*Given exercise*
Give the lines again exactly, from the one holding "For the man's arm" to the last line of the listing below, both ends included and nothing added.

--- start ---

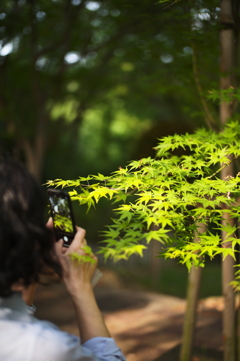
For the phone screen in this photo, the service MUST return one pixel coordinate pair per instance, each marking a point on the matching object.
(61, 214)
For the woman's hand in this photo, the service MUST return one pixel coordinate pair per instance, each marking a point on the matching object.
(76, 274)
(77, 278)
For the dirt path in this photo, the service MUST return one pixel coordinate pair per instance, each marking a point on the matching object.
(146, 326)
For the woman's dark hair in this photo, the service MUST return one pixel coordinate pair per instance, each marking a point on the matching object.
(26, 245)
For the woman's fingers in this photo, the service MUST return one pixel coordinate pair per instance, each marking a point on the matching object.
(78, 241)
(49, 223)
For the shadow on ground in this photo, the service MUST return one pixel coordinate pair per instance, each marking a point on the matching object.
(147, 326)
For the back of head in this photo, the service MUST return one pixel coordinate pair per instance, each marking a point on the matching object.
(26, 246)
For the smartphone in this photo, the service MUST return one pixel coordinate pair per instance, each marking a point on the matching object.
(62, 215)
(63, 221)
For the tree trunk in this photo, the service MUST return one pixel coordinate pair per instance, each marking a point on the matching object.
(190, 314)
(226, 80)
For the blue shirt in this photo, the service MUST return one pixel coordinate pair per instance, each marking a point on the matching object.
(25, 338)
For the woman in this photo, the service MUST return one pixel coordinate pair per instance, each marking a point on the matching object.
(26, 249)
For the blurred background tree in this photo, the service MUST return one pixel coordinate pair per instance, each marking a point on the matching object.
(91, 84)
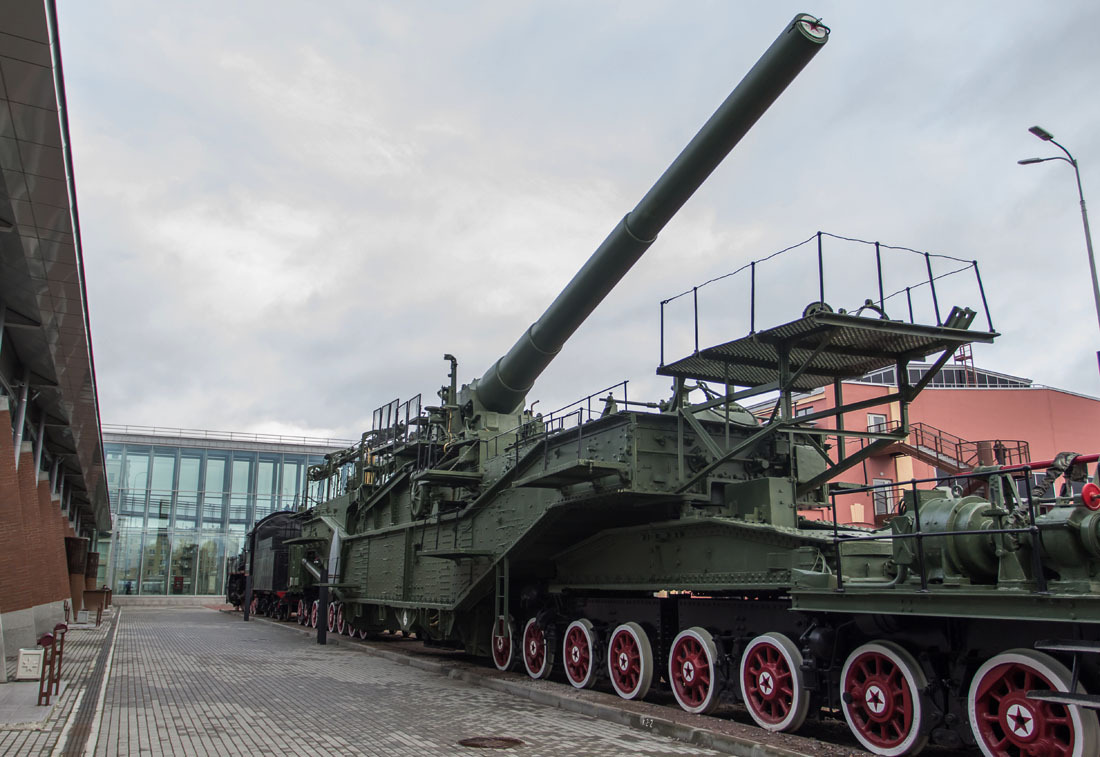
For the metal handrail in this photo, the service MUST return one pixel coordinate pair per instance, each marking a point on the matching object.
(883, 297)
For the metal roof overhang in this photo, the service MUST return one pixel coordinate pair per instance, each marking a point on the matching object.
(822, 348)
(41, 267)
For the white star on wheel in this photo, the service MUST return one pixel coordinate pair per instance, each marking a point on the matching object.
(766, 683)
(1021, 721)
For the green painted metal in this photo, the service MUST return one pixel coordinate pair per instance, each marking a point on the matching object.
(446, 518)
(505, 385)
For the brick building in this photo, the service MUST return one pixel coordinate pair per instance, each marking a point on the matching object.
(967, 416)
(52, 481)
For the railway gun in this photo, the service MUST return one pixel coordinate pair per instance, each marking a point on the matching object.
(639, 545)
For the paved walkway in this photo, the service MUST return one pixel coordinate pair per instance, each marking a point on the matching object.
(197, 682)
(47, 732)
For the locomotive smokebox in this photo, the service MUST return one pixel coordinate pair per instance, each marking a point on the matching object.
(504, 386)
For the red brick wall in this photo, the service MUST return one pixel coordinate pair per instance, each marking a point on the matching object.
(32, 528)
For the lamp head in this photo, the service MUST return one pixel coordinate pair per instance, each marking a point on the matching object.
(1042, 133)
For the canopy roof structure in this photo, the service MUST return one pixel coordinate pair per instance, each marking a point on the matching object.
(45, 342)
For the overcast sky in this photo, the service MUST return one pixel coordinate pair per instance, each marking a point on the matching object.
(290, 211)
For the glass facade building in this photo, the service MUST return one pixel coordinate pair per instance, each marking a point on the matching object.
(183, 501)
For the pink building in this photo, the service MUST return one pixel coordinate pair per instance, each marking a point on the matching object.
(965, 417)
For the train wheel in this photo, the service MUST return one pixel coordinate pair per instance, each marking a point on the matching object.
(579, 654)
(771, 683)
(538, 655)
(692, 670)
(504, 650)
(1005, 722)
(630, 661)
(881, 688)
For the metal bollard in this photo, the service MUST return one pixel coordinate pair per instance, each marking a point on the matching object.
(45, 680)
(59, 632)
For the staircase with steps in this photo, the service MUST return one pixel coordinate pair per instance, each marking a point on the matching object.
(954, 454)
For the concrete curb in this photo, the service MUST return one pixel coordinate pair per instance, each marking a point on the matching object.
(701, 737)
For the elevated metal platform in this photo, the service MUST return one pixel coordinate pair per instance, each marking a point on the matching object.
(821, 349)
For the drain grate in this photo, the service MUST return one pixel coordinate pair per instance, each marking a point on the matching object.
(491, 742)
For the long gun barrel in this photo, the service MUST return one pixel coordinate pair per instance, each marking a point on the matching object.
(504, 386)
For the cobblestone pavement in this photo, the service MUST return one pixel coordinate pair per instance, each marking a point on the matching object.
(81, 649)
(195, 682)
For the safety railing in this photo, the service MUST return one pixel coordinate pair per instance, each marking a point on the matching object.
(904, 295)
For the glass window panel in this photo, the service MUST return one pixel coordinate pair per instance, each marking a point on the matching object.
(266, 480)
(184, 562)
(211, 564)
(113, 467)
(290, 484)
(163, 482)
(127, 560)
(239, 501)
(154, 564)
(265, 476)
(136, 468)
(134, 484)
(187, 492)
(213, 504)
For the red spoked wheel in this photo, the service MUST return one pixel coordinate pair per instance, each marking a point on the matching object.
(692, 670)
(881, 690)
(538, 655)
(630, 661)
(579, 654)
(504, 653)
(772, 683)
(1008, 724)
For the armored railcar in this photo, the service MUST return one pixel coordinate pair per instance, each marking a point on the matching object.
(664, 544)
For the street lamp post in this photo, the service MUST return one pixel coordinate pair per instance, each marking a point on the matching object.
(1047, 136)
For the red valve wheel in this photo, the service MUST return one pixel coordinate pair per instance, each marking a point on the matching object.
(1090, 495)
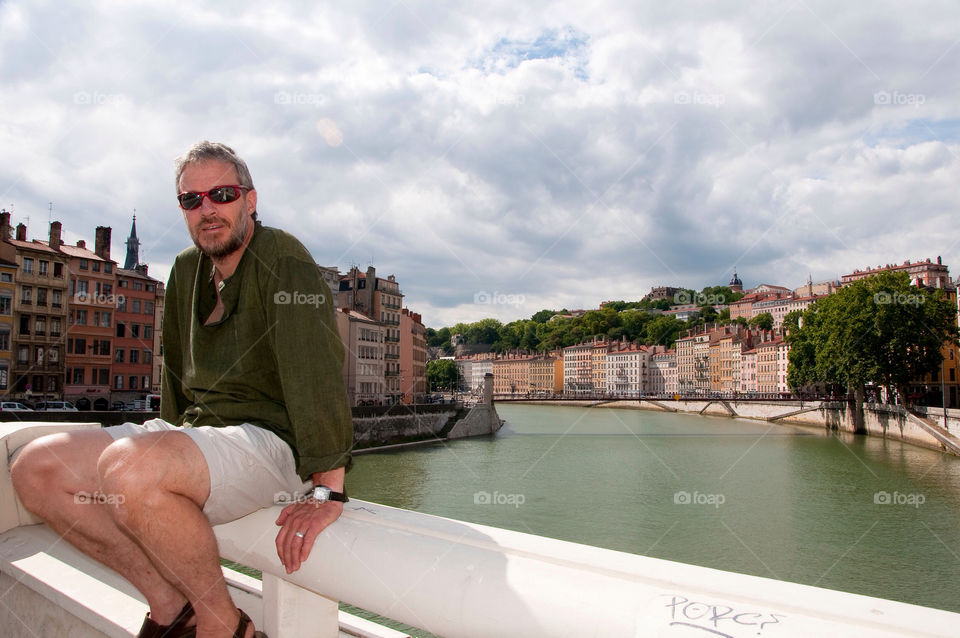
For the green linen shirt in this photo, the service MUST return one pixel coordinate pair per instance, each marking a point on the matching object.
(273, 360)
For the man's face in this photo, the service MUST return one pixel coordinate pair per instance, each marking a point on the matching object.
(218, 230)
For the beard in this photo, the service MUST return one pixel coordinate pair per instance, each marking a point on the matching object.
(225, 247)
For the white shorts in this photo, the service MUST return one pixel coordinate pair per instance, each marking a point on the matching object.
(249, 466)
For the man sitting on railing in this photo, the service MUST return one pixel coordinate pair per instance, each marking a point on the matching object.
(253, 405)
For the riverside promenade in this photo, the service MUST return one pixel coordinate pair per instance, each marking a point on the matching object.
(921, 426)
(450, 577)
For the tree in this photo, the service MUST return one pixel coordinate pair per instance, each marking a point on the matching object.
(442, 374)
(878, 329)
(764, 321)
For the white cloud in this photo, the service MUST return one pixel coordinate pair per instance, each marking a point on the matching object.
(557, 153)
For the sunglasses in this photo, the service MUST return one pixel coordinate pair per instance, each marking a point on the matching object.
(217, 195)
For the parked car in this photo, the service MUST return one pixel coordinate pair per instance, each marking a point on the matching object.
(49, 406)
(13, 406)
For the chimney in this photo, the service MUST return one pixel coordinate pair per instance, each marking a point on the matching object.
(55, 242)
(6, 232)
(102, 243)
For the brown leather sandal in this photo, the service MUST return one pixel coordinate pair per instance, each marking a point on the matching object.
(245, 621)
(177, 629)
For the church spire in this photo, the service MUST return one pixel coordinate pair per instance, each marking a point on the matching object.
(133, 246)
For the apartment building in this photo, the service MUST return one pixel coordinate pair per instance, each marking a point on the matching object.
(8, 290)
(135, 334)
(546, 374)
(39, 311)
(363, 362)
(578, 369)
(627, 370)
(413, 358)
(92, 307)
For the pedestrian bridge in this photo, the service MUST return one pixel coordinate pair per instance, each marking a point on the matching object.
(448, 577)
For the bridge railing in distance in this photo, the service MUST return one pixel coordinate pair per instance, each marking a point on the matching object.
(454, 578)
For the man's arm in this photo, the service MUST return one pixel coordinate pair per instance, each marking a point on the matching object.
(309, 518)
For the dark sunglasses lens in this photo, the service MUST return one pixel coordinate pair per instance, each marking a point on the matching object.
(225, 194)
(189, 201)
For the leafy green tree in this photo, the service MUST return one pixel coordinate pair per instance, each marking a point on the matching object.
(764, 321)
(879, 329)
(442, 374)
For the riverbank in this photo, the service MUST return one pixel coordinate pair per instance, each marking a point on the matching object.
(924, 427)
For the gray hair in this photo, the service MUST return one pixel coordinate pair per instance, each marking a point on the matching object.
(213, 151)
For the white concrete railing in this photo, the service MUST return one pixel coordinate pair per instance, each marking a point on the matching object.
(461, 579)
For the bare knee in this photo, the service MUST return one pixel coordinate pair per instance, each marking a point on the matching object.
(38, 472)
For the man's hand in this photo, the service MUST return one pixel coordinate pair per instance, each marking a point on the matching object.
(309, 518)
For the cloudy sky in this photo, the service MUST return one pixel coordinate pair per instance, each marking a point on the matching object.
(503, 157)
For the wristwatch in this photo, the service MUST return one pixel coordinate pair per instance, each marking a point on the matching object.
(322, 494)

--- end ---

*Task solution*
For the man's arm in this photo, the service MUST return one pixel coordinate pair per instance, each marking a point on the matching object.
(309, 518)
For the dark sunglasses lens in this photo, the service MUST return one pixel coordinate pair per instance, each marking a point on the matching object.
(225, 194)
(189, 201)
For the leafy green tree in this photo, the service MUST return one pixel coordinate pair per instance, each marking a point on the matching object.
(764, 321)
(879, 329)
(442, 374)
For the riverbank in this photo, the service MUST return one pixel coordinate pair per instance, each marking a point on the matching object.
(924, 427)
For the gray hair in this photo, the service MUST return one pixel coordinate pair per instance, each marking a point on the matching object.
(213, 151)
For the white concrete railing in this photo, the service MUST return one pixel coordinate pair per instance, each marking a point on the matching object.
(461, 579)
For the bare knee in this photo, the service MUST return one pixel coordinate pair per instance, each marking a point on the matching object.
(38, 472)
For the man's hand in this photo, the service MUST return one pixel coordinate pair per instance, each marking a point on the matching object.
(309, 518)
For the cloudy sky in this photo, the service MUST return one pixel coordinate pair per instance, each marking a point on the matching object.
(503, 157)
For the wristwatch in this photo, the service MUST return one pixel coordinate pair per instance, each marking a point on the matching object.
(322, 494)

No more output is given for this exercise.